-- BEGIN --
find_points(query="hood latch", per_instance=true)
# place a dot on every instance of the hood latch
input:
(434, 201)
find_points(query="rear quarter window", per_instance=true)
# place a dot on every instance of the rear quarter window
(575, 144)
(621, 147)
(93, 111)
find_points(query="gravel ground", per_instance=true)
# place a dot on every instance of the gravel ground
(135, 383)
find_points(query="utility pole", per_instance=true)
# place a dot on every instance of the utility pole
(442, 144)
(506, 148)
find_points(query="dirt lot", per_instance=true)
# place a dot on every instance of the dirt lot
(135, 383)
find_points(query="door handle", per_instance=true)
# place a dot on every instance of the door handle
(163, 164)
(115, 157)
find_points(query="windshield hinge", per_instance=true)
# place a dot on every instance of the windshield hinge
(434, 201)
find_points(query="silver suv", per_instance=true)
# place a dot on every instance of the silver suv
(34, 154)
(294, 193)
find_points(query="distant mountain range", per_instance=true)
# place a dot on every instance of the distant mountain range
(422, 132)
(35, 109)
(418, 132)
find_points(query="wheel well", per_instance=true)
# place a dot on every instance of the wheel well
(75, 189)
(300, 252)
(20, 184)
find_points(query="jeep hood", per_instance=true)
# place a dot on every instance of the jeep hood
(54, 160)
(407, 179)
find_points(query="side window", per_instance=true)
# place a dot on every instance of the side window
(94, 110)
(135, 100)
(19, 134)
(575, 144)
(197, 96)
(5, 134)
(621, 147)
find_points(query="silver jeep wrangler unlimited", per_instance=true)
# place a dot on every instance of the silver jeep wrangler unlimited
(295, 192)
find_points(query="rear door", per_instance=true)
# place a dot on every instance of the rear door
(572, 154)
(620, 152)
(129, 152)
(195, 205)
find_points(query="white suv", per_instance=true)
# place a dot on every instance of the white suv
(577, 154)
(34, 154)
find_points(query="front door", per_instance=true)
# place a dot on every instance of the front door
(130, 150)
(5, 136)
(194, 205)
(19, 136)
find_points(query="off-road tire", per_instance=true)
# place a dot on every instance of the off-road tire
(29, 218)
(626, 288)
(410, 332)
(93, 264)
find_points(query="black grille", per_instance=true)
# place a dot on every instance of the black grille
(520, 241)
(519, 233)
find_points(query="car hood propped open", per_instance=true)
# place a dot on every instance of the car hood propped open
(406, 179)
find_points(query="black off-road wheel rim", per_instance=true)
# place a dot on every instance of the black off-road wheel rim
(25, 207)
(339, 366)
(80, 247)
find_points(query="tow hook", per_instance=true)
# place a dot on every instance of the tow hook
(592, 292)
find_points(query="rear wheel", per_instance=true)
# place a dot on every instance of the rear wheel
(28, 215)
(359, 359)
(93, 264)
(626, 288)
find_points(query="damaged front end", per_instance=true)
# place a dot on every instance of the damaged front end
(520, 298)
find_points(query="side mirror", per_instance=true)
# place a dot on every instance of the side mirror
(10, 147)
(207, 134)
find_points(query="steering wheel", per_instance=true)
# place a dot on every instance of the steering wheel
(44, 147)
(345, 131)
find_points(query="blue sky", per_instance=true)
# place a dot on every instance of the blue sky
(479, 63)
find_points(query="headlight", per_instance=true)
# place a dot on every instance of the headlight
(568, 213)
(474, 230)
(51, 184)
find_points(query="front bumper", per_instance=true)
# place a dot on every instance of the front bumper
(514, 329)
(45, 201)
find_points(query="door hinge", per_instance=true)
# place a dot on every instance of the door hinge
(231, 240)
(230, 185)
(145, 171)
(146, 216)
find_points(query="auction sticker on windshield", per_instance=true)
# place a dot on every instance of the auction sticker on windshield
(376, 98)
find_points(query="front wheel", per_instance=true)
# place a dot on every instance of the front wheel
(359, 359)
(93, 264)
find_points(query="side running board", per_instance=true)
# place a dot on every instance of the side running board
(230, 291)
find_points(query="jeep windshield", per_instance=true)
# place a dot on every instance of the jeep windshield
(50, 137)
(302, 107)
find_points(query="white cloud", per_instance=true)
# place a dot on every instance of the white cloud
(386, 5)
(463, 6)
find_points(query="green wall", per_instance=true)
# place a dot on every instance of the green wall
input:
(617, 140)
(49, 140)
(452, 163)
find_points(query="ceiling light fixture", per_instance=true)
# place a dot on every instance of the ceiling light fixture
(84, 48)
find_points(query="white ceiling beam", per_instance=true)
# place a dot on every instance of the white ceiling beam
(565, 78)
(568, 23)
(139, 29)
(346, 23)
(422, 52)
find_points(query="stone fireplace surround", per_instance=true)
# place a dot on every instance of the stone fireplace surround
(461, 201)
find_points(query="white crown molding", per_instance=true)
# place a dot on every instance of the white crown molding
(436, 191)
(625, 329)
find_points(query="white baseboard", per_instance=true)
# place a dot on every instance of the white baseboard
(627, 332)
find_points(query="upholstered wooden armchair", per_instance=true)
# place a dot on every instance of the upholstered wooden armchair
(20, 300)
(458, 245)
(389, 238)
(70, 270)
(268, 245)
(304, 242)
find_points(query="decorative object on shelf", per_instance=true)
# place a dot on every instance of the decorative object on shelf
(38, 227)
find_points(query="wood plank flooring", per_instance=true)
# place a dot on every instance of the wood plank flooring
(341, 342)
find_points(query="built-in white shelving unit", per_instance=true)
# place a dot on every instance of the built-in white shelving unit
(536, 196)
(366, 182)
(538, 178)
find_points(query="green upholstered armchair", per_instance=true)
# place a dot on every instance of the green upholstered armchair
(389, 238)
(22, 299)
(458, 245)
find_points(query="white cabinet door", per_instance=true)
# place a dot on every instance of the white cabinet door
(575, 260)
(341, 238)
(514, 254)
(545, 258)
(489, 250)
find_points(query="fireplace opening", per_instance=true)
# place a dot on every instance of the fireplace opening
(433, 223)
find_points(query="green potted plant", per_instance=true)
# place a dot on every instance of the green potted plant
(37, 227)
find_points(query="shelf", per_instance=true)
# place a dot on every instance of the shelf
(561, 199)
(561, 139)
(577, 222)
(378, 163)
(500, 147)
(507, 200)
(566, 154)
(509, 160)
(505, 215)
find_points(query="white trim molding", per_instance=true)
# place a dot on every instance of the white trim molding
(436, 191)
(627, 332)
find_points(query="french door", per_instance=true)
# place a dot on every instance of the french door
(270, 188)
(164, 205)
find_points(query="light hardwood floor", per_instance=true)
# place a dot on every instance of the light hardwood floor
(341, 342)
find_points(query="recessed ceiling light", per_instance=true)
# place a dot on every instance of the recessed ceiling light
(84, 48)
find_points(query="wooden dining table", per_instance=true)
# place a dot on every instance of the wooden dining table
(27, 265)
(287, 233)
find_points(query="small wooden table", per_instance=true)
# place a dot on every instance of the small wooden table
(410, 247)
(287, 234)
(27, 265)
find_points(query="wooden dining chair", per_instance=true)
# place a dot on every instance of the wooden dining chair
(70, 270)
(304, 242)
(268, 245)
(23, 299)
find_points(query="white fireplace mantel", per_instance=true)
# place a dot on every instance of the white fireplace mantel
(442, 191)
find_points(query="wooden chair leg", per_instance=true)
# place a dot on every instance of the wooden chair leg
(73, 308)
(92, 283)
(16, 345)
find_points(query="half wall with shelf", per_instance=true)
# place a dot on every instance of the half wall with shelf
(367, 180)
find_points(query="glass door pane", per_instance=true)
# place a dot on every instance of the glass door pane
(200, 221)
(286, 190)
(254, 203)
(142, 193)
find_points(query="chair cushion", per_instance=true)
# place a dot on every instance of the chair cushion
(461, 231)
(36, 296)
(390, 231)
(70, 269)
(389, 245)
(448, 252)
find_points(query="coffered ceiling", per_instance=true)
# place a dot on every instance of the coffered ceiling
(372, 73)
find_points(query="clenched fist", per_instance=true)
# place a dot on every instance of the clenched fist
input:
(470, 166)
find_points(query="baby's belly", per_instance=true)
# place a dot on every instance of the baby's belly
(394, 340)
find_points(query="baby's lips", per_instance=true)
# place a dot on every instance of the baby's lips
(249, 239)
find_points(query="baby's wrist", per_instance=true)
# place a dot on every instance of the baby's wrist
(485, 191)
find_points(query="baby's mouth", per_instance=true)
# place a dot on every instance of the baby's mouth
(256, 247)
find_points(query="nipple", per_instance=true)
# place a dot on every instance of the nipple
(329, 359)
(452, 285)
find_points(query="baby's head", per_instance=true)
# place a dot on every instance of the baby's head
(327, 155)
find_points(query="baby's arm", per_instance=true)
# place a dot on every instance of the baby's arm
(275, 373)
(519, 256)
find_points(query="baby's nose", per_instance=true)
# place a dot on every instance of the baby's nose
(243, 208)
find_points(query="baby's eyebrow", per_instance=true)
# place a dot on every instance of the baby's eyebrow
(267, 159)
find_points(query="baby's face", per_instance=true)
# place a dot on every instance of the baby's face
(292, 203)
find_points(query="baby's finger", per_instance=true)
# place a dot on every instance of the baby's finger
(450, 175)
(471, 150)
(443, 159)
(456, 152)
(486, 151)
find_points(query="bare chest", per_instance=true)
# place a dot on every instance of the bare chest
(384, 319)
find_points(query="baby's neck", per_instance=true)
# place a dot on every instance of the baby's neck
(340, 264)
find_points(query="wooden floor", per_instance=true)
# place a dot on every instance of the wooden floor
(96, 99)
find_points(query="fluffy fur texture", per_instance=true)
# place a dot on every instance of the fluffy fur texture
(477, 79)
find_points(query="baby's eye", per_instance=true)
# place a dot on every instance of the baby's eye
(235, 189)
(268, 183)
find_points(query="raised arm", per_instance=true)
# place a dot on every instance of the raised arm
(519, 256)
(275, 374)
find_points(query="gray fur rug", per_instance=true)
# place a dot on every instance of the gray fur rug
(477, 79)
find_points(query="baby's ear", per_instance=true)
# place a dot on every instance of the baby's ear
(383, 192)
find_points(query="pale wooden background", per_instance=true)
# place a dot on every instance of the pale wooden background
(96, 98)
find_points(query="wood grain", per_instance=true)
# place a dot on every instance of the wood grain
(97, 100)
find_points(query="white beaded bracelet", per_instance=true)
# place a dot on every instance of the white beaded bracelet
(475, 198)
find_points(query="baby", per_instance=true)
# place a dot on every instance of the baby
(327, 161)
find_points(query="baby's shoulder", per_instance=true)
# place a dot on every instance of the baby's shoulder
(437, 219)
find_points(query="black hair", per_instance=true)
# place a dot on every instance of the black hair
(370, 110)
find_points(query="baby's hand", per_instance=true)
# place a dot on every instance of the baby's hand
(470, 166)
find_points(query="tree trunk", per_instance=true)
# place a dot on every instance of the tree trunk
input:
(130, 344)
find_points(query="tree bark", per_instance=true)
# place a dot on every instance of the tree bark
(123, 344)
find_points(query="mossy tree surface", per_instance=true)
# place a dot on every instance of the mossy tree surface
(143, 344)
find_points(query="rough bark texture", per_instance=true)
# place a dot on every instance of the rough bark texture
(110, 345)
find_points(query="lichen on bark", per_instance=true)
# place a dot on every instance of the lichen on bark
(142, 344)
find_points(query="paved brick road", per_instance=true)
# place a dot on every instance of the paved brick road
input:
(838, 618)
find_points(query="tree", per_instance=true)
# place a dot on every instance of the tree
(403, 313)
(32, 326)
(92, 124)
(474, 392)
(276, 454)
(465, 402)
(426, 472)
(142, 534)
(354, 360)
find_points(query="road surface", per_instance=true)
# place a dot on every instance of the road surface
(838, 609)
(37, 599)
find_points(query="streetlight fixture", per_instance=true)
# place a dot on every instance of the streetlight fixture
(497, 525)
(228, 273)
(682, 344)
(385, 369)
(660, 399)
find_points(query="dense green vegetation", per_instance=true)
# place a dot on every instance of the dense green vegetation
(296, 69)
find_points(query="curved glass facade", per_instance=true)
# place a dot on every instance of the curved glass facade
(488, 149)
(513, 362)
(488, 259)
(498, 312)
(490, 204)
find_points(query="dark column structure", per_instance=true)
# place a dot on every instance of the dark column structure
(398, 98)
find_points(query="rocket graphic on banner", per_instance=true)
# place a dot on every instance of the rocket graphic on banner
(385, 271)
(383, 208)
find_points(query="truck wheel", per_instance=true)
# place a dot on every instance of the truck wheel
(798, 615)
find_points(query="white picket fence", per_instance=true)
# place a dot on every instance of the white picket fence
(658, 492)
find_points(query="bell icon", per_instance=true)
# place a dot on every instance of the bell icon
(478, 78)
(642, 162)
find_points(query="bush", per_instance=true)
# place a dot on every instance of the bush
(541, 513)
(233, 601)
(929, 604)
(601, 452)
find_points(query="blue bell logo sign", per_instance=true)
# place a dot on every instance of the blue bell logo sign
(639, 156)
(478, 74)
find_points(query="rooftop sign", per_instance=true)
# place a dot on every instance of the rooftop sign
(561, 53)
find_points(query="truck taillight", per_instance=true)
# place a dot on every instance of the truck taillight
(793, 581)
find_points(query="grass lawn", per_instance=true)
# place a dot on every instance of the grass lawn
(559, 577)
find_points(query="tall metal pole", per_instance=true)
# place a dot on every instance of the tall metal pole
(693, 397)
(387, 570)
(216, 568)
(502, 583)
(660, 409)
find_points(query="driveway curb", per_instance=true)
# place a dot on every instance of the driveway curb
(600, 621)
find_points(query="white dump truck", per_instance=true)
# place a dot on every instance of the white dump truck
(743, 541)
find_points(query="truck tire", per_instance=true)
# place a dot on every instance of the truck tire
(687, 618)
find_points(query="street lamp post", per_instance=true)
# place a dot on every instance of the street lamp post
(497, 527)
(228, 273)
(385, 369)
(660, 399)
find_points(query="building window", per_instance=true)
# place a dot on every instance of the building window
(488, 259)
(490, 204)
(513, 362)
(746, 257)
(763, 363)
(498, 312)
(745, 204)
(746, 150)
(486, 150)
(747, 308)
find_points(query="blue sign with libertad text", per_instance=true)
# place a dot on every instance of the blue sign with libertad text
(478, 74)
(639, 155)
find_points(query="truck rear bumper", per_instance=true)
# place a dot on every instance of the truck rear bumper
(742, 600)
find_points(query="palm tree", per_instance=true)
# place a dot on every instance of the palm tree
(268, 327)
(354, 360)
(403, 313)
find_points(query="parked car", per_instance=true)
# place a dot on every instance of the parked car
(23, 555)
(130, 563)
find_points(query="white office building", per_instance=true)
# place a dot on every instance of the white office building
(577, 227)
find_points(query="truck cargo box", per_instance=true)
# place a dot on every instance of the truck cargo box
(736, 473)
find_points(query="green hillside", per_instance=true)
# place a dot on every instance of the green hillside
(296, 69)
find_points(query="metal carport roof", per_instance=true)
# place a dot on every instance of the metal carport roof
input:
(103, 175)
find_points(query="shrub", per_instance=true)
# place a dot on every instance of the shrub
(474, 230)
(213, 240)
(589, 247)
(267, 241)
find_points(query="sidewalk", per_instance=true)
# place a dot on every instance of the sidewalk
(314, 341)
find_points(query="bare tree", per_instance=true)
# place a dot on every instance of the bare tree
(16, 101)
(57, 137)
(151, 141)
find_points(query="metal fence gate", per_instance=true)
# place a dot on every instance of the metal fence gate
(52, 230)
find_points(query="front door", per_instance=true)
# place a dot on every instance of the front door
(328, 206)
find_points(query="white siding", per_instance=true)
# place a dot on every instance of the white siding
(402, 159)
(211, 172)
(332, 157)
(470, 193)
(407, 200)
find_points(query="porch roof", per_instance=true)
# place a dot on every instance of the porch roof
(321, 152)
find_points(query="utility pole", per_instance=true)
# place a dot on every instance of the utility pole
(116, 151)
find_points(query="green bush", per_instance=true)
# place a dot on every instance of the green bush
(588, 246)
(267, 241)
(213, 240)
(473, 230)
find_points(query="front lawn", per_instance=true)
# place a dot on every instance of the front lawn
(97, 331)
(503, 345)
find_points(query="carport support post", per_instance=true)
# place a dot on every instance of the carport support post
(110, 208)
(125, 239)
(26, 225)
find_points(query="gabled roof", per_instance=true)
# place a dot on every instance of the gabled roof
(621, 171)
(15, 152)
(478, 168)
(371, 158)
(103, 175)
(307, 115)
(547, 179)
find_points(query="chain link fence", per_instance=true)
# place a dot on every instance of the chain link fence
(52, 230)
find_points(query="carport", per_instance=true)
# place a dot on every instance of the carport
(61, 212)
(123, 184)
-- END --
→ **PROBLEM TO WORK ON**: Pick out every line of the records above that contains the string "dining".

→ **RESPONSE**:
find_points(query="wooden dining table", per_instance=true)
# place a dot on every instance of the wooden dining table
find_points(query="wooden dining chair", per_instance=true)
# place a dot on every instance of the wooden dining chair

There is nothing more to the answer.